[BEGIN Article]
News and Views

News and Views on ``Machine learning classification of Gaia Data Release 2"


News and Views

Author: Stephen Justham

  1. College of Astronomy and Space Sciences, University of Chinese Academy of Sciences, Beijing 100049, China

  2. National Astronomical Observatories, Chinese Academy of Sciences, Beijing 100101, China

  3. Astronomical Institute Anton Pannekoek, University of Amsterdam, 1098 XH Amsterdam, The Netherlands

The present and near future of astronomy is heavily invested in large surveys. “Big data” is a phrase that has rapidly become so widely used as to be tiresome, but the concept behind it is very important for making the most of the information we receive from the sky. A huge amount of information about evolutionary changes in astrophysics is encoded in populations, since we can only very rarely watch things change on evolutionary timescales. (An old example of that is when we concluded that massive stars have shorter lives than less massive stars, based on examining the populations in which they are found.) Modern surveys can give us an amazing wealth of population information, but the data volume is too large for humans to process each individual object. Hence astronomers are turning to machine-learning techniques to process their data.

This is the context in which to see the paper by Bai, Liu & Wang (2018). They apply their previously-developed machine-learning algorithm to photometric data matched with roughly 85 million entries from Gaia’s second data release (DR2). This figure of 85 million is mainly limited by the available infrared photometry. Gaia’s DR2 contains over a billion entries, from which Bai et al. could match roughly 800 million objects with optical photometry. In turn only approximately a tenth of those also had matches with AllWISE infra-red colours which the authors considered to have adequate signal-to-noise.

I am not an expert in Galactic structure, but I think it is fair to say that the outputs of this work are more interesting for the techniques they are developing than for the results themselves. This is an interesting step towards the type of tools that will be invaluable for future large surveys. In particular, I find it satisfying how the authors study the systematic patterns, and potential reasons for problems, in the places where their method does not do so well. This is impressively open, and is very important. Even an algorithm with a 99.9% success rate, if applied to a dataset of a billion objects, would return a million errors. That is potentially very problematic for use of future large survey data, especially if those errors introduce systematic biases (rather than random noise). Here the authors clearly admit that their algorithm only found ≈83% of the stars in their test sample, and speculate on a potential systematic reason as to why. Further investigation of that suggestion would be worthwhile. The authors also discuss how to combine their machine learning classifier with other information --- specifically Gaia parallax uncertainty --- to produce a large but very clean sample of stars.


  • Bai, Y.; Liu, J.-F.; Wang, S.; 2018, RAA, 18, 118 ADS
[END Article]
[BEGIN Extracted data]
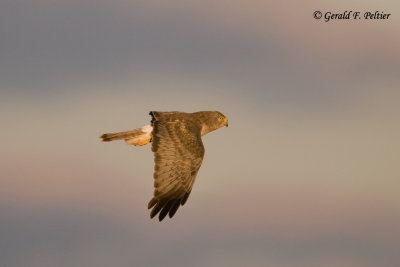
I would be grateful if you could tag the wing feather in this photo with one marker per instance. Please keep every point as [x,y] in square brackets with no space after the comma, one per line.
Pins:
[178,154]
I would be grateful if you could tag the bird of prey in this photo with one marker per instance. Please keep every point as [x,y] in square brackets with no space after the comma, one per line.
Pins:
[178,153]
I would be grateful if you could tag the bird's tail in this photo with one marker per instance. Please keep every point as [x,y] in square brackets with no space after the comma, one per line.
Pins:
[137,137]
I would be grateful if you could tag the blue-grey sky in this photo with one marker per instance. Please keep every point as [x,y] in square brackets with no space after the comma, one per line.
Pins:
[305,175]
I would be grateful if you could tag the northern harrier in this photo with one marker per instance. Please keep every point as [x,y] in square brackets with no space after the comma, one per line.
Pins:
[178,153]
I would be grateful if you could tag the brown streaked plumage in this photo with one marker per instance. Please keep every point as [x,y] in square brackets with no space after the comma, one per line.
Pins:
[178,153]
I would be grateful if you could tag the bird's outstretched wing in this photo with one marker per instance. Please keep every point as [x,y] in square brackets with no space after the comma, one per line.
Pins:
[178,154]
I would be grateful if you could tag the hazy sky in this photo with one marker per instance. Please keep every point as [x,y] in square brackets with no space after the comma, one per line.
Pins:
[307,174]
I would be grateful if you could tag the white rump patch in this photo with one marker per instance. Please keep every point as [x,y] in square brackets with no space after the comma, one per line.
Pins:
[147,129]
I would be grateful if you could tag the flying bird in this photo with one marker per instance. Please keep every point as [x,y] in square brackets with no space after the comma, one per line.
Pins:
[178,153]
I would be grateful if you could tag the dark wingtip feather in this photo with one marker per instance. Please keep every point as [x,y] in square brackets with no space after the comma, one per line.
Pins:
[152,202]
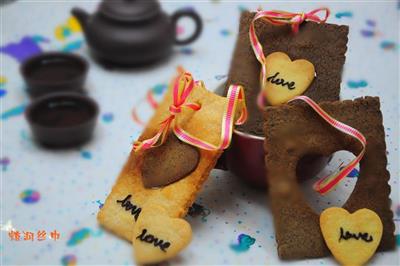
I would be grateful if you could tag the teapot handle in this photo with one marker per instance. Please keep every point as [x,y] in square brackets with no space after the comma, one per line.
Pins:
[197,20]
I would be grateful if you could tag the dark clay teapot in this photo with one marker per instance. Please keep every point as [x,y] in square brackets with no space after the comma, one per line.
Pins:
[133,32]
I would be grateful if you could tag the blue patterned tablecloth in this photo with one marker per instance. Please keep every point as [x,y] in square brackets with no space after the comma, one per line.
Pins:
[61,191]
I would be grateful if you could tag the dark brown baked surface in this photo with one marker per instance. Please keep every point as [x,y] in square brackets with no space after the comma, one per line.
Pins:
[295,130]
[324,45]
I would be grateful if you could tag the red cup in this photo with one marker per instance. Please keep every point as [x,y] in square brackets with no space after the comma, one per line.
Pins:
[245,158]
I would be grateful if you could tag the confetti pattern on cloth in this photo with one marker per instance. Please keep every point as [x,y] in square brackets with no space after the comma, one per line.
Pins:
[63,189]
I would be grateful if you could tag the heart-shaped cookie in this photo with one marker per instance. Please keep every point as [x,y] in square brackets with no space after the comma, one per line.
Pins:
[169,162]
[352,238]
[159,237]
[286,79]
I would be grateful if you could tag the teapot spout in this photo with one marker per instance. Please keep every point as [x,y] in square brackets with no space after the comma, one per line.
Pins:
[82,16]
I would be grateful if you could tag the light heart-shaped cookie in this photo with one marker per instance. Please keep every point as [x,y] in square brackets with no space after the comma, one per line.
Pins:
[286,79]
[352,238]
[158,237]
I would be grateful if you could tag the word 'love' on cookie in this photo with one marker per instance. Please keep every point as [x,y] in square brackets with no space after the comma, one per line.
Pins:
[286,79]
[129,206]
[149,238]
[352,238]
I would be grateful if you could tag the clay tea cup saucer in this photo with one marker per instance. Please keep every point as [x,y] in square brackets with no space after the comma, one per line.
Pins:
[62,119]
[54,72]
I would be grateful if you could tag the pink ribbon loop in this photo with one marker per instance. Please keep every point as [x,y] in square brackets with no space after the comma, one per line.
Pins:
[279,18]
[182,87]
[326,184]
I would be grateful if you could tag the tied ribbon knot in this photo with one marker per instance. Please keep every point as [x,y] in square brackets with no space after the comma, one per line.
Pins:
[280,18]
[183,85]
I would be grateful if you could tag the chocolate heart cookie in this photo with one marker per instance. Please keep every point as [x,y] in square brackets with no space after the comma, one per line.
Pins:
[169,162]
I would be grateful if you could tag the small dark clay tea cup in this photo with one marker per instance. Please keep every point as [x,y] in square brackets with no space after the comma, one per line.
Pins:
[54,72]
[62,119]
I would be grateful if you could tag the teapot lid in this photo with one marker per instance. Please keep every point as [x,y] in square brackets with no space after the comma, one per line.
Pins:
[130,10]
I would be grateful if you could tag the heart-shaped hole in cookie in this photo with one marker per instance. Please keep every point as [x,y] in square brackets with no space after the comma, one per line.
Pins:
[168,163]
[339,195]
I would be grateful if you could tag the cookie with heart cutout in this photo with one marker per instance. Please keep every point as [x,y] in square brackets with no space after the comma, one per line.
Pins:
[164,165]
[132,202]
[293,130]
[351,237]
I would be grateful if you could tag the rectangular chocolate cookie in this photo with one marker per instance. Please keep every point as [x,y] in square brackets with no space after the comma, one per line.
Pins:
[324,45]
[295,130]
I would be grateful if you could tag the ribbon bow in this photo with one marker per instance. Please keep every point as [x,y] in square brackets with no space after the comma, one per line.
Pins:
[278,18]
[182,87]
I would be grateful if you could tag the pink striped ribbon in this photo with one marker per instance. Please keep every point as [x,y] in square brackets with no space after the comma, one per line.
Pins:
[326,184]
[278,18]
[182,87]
[END Extracted data]
### The exercise
Decide whether each statement agrees with the News and Views piece on machine learning classification of Gaia DR2, answering yes or no and quoting the deciding words: (a) Gaia's second data release contains more than a billion entries. (b) The algorithm found about 95% of the stars in the test sample. (c) The figure of 85 million is mainly limited by the available optical photometry. Please rely on the text alone.

### Result for this exercise
(a) Yes: "Gaia’s DR2 contains over a billion entries"
(b) No: "their algorithm only found ≈83% of the stars in their test sample"
(c) No: "This figure of 85 million is mainly limited by the available infrared photometry."